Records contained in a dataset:
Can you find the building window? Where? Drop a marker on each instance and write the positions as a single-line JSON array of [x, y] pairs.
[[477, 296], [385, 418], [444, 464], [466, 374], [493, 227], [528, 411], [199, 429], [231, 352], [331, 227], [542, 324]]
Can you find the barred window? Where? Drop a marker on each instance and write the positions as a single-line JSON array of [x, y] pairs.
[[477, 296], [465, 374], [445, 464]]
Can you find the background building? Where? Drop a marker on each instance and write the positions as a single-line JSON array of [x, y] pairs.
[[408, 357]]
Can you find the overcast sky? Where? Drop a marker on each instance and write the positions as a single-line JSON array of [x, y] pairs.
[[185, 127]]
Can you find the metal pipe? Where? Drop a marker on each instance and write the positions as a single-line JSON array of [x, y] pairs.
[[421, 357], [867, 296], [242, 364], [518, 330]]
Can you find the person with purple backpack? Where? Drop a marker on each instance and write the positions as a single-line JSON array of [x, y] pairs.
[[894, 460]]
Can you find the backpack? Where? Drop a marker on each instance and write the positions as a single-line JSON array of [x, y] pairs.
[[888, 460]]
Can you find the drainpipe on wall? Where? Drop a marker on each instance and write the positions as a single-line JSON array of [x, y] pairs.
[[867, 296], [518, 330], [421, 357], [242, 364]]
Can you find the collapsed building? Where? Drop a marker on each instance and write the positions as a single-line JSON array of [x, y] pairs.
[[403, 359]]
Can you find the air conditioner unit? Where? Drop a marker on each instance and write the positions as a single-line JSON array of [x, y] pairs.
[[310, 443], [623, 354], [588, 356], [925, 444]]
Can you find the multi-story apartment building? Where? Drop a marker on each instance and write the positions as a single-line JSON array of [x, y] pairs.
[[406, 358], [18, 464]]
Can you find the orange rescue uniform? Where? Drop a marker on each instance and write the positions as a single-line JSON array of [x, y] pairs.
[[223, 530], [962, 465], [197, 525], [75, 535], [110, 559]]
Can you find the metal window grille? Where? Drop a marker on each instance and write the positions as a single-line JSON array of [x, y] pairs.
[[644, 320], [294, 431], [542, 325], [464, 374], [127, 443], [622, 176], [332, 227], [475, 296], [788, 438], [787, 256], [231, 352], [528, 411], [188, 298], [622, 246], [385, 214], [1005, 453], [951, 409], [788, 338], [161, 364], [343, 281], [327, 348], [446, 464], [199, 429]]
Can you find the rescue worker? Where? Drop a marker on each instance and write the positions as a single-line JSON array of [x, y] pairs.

■ **WRITTEN PROBLEM**:
Extract each entry in full and write it down exactly.

■ **ANSWER BELOW**:
Can you find the building window? Where? Drop a marker on each instance and write the positions as a single-line JSON array of [x, y] pairs.
[[477, 296], [385, 418], [444, 464], [466, 374], [493, 227], [528, 411], [199, 429], [231, 352], [331, 227], [542, 324]]
Can you find the barred window? Where? Drop a marker on each instance and write the positions as a single-line JSON array of [x, y] pairs.
[[477, 296], [465, 374], [445, 464]]
Can you find the background building? Where? Drop a marker on each instance and write the positions as a single-line JSON array of [x, y] pairs.
[[408, 357]]
Can you find the overcast sky? Where? Drop a marker on each instance and write the positions as a single-line JSON array of [x, y] pairs.
[[185, 127]]
Can you find the metal pipe? Where? Drop a marker on each instance and write the positions as a single-line JSON array of [x, y] pairs.
[[421, 357], [867, 296], [242, 364], [518, 330]]
Can you find the person with purple backpack? Where? Drop a marker on each instance and write the positions as a single-line JSON array of [x, y] pairs.
[[894, 460]]
Can you find the backpack? Where? Drop a marker on each instance and write the positions as a single-line JSON array of [x, y] pairs.
[[888, 460]]
Can you find the drainpipe on wall? Where? Drop a marker on each instance and write the positions as a single-line JSON array of [x, y] pairs.
[[867, 296], [518, 330], [421, 357], [242, 364]]
Can you find the collapsed building? Where? Drop a marker on each instance and write the positions as a single-line JSON array of [x, y] pairs.
[[403, 359]]
Can you find the air conditioner unit? Where? Drop a marker on each instance and write the positions as a single-line JSON array of [x, y] pairs.
[[310, 443], [623, 354], [588, 356], [925, 444]]
Can you find the multi-story apartment building? Where? Drop a marker on each instance and write the positions as a single-line JSON array of [x, y] pairs.
[[406, 358], [18, 464]]
Can you find the orange rescue uniform? Where? Drop a marker on each instance and write the positions as a single-line JSON array of [x, y] pairs.
[[223, 530], [962, 465], [197, 525], [75, 535], [110, 559]]
Can you find the metal window grille? Where? Drop a marker on each instance and write the positions as a single-line JSON array of [x, y] pairs.
[[644, 320], [294, 431], [542, 325], [464, 374], [127, 443], [622, 176], [332, 227], [475, 296], [788, 438], [787, 256], [231, 352], [528, 411], [188, 298], [622, 246], [385, 214], [1005, 453], [951, 409], [788, 338], [161, 364], [343, 281], [327, 348], [446, 464], [199, 429]]
Can you find the rescue worker? Where? Drop a marker on each instance and write the positions as a single-line JSON array of [x, y] pairs.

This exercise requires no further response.